▶ Ejercicio escrito 1:
Di si cada afirmación coincide con la reseña de First Cow. Contesta sí o no y copia las palabras de la reseña que lo deciden.
(a) La reseña se publicó el 13 de mayo de 2021.
(b) Según la reseña, First Cow trae una gran innovación sobre lo servido.
(c) La reseña indica un tiempo de lectura de diez minutos.
▶ Ejercicio escrito 2:
Cambia "amistad" por "camaradería" en el fragmento de la reseña que va desde "Revista Cintilatio" hasta "la totalidad emocional.", este último incluido, y escribe el fragmento completo.

▶ Texto proporcionado:
Revista Cintilatio
Clic para expandir

First Cow (2019) | Crítica

En busca del último lugar
First Cow, de Kelly Reichardt
Divertida y triste, luminosa y también sombría, la película de Kelly Reichardt se convierte en una fábula que, carismática y atemporal, toca temas como la concepción de la masculinidad o la amistad desde la vigencia absoluta y la totalidad emocional.
Por David G. Miño x | 13 mayo, 2021 | Tiempo de lectura: 5 minutos

Qué buen gusto tiene Kelly Reichardt. No es que First Cow (2019) abandone sus propios códigos en absoluto, ni que ofrezca ningún tipo de innovación sobre lo servido, pero su desarrollo gentil y reconfortante trae a la mente el mejor cine de autor, uno que rechaza las convenciones que sobreintelectualizan la producción y que, aún así, funciona a tantos niveles como queramos ver. En este caso, el centro orbitará alrededor de una historia de amistad entre inadaptados, o disidentes involuntarios, que reformula el baremo de la masculinidad y la revaloriza, sin ornamentos ni dobles sentidos: una película que, al fin y al cabo se olvida de las ramas que salen fuera del árbol y construye su tesis bien pegada al tronco, con unas inquietudes de estilo fuertes y bien posicionadas, y con un carácter alegórico que aterriza sobre una literalidad que, a su vez, resulta tanto o más estimulante por lo original de su planteamiento.

▶ Datos proporcionados:
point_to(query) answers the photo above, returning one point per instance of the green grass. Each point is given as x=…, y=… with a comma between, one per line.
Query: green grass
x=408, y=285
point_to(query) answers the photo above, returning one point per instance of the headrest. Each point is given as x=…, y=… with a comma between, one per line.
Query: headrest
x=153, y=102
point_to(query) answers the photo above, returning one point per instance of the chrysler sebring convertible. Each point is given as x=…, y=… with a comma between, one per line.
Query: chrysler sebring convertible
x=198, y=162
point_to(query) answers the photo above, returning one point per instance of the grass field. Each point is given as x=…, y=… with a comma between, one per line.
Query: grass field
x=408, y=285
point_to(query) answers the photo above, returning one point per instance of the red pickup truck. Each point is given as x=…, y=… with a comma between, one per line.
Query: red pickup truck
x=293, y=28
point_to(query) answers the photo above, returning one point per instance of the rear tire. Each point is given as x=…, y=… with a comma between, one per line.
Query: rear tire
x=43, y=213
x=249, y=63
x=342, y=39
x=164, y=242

---

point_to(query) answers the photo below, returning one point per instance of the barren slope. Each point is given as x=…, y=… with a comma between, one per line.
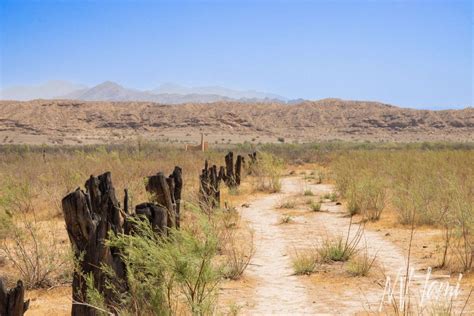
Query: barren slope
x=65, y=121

▶ Respuesta correcta 1:
(a) Sí: "13 mayo, 2021".
(b) No: "ni que ofrezca ningún tipo de innovación sobre lo servido".
(c) No: "Tiempo de lectura: 5 minutos".

▶ Respuesta correcta 2:
Revista Cintilatio
Clic para expandir

First Cow (2019) | Crítica

En busca del último lugar
First Cow, de Kelly Reichardt
Divertida y triste, luminosa y también sombría, la película de Kelly Reichardt se convierte en una fábula que, carismática y atemporal, toca temas como la concepción de la masculinidad o la camaradería desde la vigencia absoluta y la totalidad emocional.